EXCERPTED TEXT ::
Magic in the dark
As a young father I walked through night with our kids…no streetlights on Little Crow Mountain, just flashlights which we could turn off and we did, in the meadow…where we could see the Milky Way like a swath cut across black sky…and countless points of light…a couple twinkled; those were planets…all the constellation shapes in bright display…magic…we were entranced.
It was different in the woods…down the path to Jones’ Brook…flashlights kept on to watch our footing…so many shadows for imaginary creatures to hide in…guided by murmuring water sounds we arrived, sat on stones at brookside…lights off, listening, nearly trembling with night chill, delicious fear…was that the soft pad of bear paws? Baby-like yowling of bobcat…snapped twigs…screech of small owl…shriek of something else don’t know what…fear is fun when you know you’re not in danger…subsides to an electric kind of calm…when we had our fill of excitement we climbed up to the cabin where my wife was waiting, in warm light, given off by crackling flames in fireplace…s’mores tonight?
When I was little Mommy would lock me in a dark room so I could learn there was nothing to be afraid of in the dark…would have been easier to believe if she had stayed with me…she was a scaredy cat…
which I proved one warm humid night in the Bahamas…Mom was taking laundry down…I hid in the bushes…snorted like a pig, snarled, heard her shriek, watched the clothes fly helter-skelter when she flung the basket…Mom didn’t think it was funny; I didn’t dare tell her there was nothing to be afraid of.
Another moonlit night Liz and I laid a blanket down in the tall grass where no one could see us…first time, both of us…she gasped, sounded in pain…told me not to stop so I didn’t but was worried…we got better with practice.
She came to break my heart, heal it, break it again…for years I spent my nights alone.
Before all this, age seventeen, cavorted with my buddies running through woods and meadow from flashing red blue lights…we had performed a swordfight in the yard for the girls in the dormitory, who laughed; a few threw panties…crunch crunch crunch on the gravel path came the security guard…we ran…police showed up…we lost them in the woods…
After this escape I capered so hard smashed the bridge of my glasses into the bridge of my nose with my knee, bled spectacularly which pleased my male adolescent spirit…tasted salt of my own blood.

INFORMATION PROVIDED ::

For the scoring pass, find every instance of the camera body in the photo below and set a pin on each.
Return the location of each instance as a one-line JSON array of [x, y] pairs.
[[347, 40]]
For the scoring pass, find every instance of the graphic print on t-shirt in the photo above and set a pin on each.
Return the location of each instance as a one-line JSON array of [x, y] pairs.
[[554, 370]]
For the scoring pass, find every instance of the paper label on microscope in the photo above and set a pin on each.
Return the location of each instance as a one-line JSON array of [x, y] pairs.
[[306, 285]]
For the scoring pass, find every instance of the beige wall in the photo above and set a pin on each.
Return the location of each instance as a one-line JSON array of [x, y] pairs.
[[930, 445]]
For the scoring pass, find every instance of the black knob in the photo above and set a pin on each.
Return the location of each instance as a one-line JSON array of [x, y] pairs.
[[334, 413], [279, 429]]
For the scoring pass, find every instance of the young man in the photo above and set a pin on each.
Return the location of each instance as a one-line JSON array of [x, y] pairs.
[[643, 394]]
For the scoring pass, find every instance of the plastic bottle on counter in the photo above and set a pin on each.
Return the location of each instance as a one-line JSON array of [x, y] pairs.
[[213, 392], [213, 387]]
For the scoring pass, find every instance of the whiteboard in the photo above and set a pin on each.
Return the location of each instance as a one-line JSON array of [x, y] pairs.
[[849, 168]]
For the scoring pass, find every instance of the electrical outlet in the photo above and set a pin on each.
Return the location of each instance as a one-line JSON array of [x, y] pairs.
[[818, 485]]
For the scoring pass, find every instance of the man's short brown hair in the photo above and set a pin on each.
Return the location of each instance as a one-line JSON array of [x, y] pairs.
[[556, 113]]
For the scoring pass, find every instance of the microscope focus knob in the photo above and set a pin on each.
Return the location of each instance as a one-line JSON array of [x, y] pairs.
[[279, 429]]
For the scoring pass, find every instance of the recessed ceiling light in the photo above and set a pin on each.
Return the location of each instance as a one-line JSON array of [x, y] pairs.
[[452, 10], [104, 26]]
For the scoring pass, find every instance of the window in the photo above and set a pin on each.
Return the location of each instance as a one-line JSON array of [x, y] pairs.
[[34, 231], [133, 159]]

TO DO ::
A – In the text about night memories, why were the flashlights kept on during the walk down to Jones' Brook?
B – Carry on the text about night memories from its last sentence.
The records are material apart from the text about night memories.

WRITTEN ANSWERS ::
A – To watch their footing.

B –
In our twenties Martha and I walked from our jobs at the animal hospital to my apartment…she giggled as I took her shirt off…I had waited so long she’d thought I might be gay…so good it was cathartic, both of us crying in each other’s arms…her lovely face and form glowed in candlelight…
more than forty years after, she still glows for me.
Chanting around the fire with the Tribe on Samhain, making sacrifice to the Dark Queen and Black Bull…afterwards telling stories and riddles, sharing poetry, singing…connecting to our ancestors outside of time.
The darkest night of all was and is inside, like a cave without illumination…no creatures in there, quite alone…heart aching or quite numb. That chill darkness still hides inside…
that darkness still hides inside after years of growth and counseling, but is different now…I visit rather than set up residence…I know there is another side. I can hear…
children whispering and laughing, my first love moaning, mother shrieking to laugh only years later…the feel of her hugs…I hear girls applauding, see panties fly from windows…body remembers running, cavorting, capering, knee slamming into nose, splendid taste of my own blood…tribal riddles, stories, worship…wife welcoming us in flickering light…so much more…so much more it fills the darkness.
Persevere, and night holds magic. There is loneliness, fear, but so much magic…for me it is beautiful curves glowing in candlelight, and joy of being alive.
~ Wry Welwood
24th of October, 2021
Written in response to a Wednesday prompt In Scrittura by J.D. Harms: Let there be night.